- **PROBLEM REQUIREMENTS**
Render the material as a numbered list, from its first line up to and including the line that contains "pixel 133 153", and leave out any blank lines.

- **STORED ROWS**
++++++++++++++++++++

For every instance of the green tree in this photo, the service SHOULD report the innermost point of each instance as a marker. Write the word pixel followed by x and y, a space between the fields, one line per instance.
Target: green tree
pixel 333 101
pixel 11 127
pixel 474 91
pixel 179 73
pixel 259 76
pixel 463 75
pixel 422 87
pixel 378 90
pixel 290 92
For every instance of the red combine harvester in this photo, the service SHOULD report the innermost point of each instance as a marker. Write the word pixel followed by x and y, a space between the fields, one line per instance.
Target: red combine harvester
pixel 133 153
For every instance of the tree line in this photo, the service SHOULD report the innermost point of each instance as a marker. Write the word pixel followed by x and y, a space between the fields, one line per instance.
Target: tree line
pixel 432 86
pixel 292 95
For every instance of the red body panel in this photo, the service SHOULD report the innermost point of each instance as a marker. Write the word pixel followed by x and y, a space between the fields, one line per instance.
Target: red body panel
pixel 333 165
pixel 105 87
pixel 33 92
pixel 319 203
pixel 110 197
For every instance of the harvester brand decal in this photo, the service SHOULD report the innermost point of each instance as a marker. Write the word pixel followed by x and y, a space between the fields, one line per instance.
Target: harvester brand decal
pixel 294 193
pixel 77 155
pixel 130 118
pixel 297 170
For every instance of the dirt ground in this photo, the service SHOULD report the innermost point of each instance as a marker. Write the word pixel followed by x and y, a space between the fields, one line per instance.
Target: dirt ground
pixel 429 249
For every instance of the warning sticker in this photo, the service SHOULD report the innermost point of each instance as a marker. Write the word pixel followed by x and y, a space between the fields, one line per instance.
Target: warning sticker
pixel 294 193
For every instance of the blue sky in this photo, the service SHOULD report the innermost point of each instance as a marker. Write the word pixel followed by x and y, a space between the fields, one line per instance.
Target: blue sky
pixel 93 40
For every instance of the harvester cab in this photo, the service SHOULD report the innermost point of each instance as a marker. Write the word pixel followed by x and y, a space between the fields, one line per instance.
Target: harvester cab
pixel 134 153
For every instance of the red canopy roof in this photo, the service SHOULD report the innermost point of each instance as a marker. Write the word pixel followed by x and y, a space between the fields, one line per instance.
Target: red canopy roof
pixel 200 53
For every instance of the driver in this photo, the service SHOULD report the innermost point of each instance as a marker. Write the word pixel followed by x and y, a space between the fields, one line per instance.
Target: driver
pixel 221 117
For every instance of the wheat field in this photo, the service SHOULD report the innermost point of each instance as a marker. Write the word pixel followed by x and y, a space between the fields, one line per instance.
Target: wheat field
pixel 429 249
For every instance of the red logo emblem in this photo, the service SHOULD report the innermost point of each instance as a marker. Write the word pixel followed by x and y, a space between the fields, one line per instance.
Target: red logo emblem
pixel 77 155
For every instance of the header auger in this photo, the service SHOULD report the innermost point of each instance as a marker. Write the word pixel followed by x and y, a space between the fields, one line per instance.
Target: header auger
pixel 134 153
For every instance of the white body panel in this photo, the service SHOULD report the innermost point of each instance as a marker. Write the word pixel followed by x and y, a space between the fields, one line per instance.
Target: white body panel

++++++++++++++++++++

- **FINAL RESULT**
1. For every instance of the green tree in this photo, the service SHOULD report the innermost point of each instance as a marker. Write the word pixel followed by x and y, a space between the fields, one line per instance.
2. Target: green tree
3. pixel 333 101
4. pixel 11 127
5. pixel 474 91
6. pixel 179 73
7. pixel 259 76
8. pixel 463 75
9. pixel 422 87
10. pixel 378 90
11. pixel 290 92
12. For every instance of the red combine harvester in this photo, the service SHOULD report the innermost point of each instance as a marker. Write the word pixel followed by x and y, a space between the fields, one line per instance.
13. Target: red combine harvester
14. pixel 133 153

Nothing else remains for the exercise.